▶ **Task to complete**: Every line below containing the word "polo" should be found and copied.

(Natural-language object grounding data)

···

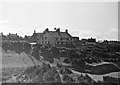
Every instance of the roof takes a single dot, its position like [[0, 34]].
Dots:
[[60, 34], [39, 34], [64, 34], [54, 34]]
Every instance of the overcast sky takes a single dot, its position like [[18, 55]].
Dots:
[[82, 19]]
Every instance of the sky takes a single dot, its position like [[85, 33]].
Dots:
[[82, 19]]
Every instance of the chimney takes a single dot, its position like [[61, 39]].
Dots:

···

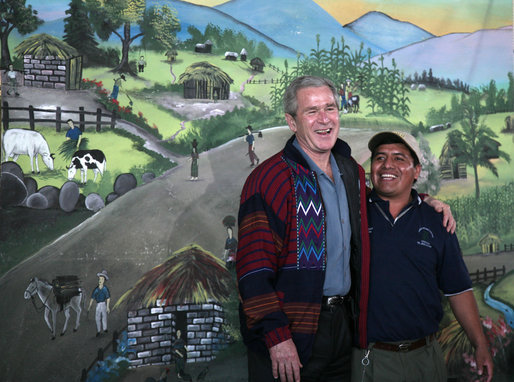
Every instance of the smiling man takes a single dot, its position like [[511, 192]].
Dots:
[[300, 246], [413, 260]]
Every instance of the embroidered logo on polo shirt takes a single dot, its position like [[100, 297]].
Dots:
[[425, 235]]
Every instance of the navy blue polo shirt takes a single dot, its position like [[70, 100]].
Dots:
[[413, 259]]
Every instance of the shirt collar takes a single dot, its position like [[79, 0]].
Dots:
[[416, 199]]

···

▶ **Response**:
Every instance of the embroidered logo on polo shirt takes a single dot, its position like [[100, 297]].
Every instance of the navy blue polo shirt takes a single dot, its position like [[70, 100]].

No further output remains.